Activities:
(1) Condense the paragraph beginning "Alani Ferreira from Pietermaritzburg" in the swimming article into a bulleted list that keeps its main facts.
(2) Translate this sentence from the swimming article into French: "She was diagnosed with Stargardt macular dystrophy, a genetic disorder that took her central vision and left her with peripheral vision."

Top of Text provided

Business Day

Ferreira’s first swim in Tokyo settles nerves

- Kevin McCallum

After the pomp, emotion and music at the empty stadium for the opening ceremony of the Tokyo 2020 Paralympic­s had died away, an accomplish­ed musician got Team SA’s campaign under way in a manner that was more sotto voce than a big band bash on Wednesday.

Alani Ferreira from Pietermari­tzburg was 12 when she noticed delays in her tennis shots and found it difficult sightreadi­ng when playing the piano. She was diagnosed with Stargardt macular dystrophy, a genetic disorder that took her central vision and left her with peripheral vision.

Her sights have been set on a medal at these Games after her debut in Rio de Janeiro in 2016. While her start in Tokyo was a mirror image of that in Rio as she again finished sixth in her heat in the S13 100m butterfly and did not make it through to the next round, she admitted it was a swim she needed to settle her nerves.

“I must say it was quite exciting. The first race you’ve always got a bit of jelly legs but I really enjoyed it. It was meant to be that ‘get into the Games’ race. My main one is still coming up so I’m really excited and I’m happy with my start,” she said.

Bottom of Text provided
Top of Record extracts

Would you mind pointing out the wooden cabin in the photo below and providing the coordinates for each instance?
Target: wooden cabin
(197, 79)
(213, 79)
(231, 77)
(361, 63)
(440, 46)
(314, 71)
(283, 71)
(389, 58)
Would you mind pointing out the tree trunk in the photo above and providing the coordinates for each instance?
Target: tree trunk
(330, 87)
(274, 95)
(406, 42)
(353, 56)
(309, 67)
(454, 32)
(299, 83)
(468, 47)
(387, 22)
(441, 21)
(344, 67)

Bottom of Record extracts

List of solutions:
(1)
- Alani Ferreira is from Pietermaritzburg.
- At 12, she noticed delays in her tennis shots and found sight-reading difficult while playing the piano.
- She was diagnosed with Stargardt macular dystrophy, a genetic disorder.
- The disorder took her central vision and left her with peripheral vision.

(2) On lui a diagnostiqué une dystrophie maculaire de Stargardt, une maladie génétique qui lui a enlevé sa vision centrale et lui a laissé sa vision périphérique.